TEXT SHOWN:
-- Opening Marker --

Video conferencing platforms must improve privacy for users, data protection authorities warn
28 October 2021 at 11:27 UTC
Updated: 28 October 2021 at 12:32 UTC
New cross-country report highlights need for better policies
Six national data protection and privacy authorities have released their findings after an investigation into video teleconferencing (VTC) companies’ practices.
The bodies, from Australia, Canada, Gibraltar, Hong Kong, China, Switzerland, and the UK, are broadly happy with the level of engagement from the companies concerned, but are calling for improvements to their privacy measures.
With the use of teleconferencing rocketing as the Covid-19 pandemic took hold, the authorities last summer asked Microsoft, Google, Cisco, Zoom, and Houseparty to explain their privacy and security measures. All but Houseparty responded.
Houseparty did engage with the UK Information Commissioner’s Office as part of a separate enquiry, and in any case closed down its video teleconferencing service two months ago.
“The dialogue between VTC companies and data protection authorities has proven effective, efficient, and mutually beneficial,” say the authorities in their report.
“Moving forward, the joint signatories highlight this model of engagement as valuable and replicable in circumstances where emerging issues would benefit from open dialogue to help set out regulatory expectations, clarify understanding, identify good practice, and foster public trust in innovative technologies.”
The report (PDF) sets out a number of recommendations. They call on VTC companies to make end-to-end encryption available to all users, and to be the default for one-to-one calls of a sensitive nature, such as tele-health communications.
They also want vendors to provide clarity over the secondary use of personal information.
“Where personal information is used for secondary purposes, VTC companies should explicitly make this clear to users with proactive, upfront, and easily understandable messaging about what information is used and for which purposes,” they write.
“Where secondary purposes include targeted advertising and/or the use of tracking cookies, it is recommended that VTC companies only do this if users have expressly opted-in to such processing.”
Finally, the authorities are calling for VTC companies to be completely transparent about where data is stored and how it is routed, and where possible giving users a choice.

-- Closing Marker --

ACTIONS TO TAKE:
1 – Translate this sentence from the article on video conferencing privacy into Spanish: "Six national data protection and privacy authorities have released their findings after an investigation into video teleconferencing (VTC) companies' practices."
2 – Rewrite the part of the article on video conferencing privacy starting with "The report (PDF)" and going on through "of personal information.", changing "vendors" to "providers".

Point localization data:
-- Opening Marker --

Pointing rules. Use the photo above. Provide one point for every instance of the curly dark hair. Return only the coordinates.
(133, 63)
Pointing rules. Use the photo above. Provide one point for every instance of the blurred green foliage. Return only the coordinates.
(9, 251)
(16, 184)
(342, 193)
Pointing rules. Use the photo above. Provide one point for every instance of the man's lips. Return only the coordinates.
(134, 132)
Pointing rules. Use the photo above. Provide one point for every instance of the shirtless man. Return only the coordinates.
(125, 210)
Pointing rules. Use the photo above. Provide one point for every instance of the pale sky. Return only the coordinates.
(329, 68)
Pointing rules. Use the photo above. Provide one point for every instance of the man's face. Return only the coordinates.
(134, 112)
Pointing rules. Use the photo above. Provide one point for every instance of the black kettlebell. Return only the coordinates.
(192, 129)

-- Closing Marker --

OUTPUTS IN ORDER:
1 – Seis autoridades nacionales de protección de datos y privacidad han publicado sus conclusiones tras una investigación sobre las prácticas de las empresas de videoconferencia (VTC).

2 –
The report (PDF) sets out a number of recommendations. They call on VTC companies to make end-to-end encryption available to all users, and to be the default for one-to-one calls of a sensitive nature, such as tele-health communications.
They also want providers to provide clarity over the secondary use of personal information.